Page text:
Changing Times

I think it was Mark Twain who advised people to buy land because God wasn’t making any more of it. He also said, “No man’s life, liberty or property are safe when the Legislature’s in session.” His last witticism may have been more accurate than the first. 

Look  around the country where condos and residential high rises are being bought up by foreign investors. In Florida, California, Texas, Colorado, and Pennsylvania, senior citizens are buying small retirement homes where they hope to be comfortably living out their years. But as more and more of these apartments are turned into rentals, property values have plummeted.
Teresa Fusco of Reading, Pennsylvania found herself in a stunning situation. Her condo at Deer Path Woods was initially appraised at more than a hundred thousand dollars. She was one of eleven families who owned their homes outright. Ninety seven other units were held by renters, but the appraisals all said the units were worth about a hundred-thousand each. 
Then, Teresa learned that an investor was buying up all those rental units for about $7200 apiece, essentially giving himself almost 90% control of the entire complex.

Requirement:
Carry on the article about investors buying up condo units, picking up right after its last sentence. You won't need the listing that comes next.

Available data:
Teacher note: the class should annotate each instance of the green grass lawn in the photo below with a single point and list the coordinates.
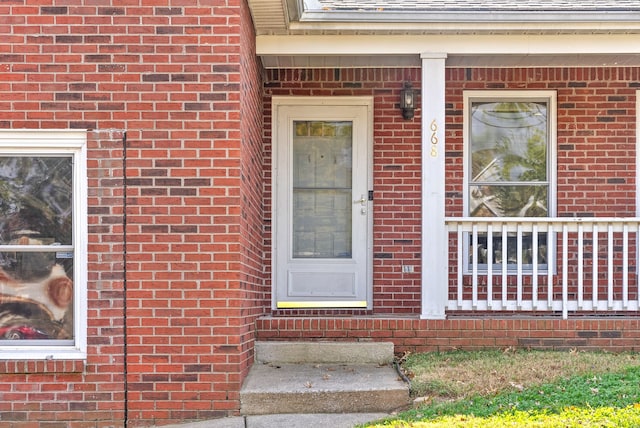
(522, 388)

Expected answer:
It gets deeper, still. 
The investor said that now he had all the votes he needed to control the association he promptly dissolved it. Throwing his new found weight around even more, the investor announced he was putting the entire complex up for sale. He got himself a new bulk appraisal which said the complex was worth far less than anyone imagined and the condominium was suddenly on the auction block. 
Any guesses as to who the top bidder was? Yep, the same investor who bought up all the rental units he had initially purchased and put up for auction. Except he now owned all those units which were once in private hands. Hands like those of Teresa Fusco.
Those former homeowners are just shaking their heads in bewilderment. This kind of thing can’t happen in America can it?
Well, it happened in Pennsylvania.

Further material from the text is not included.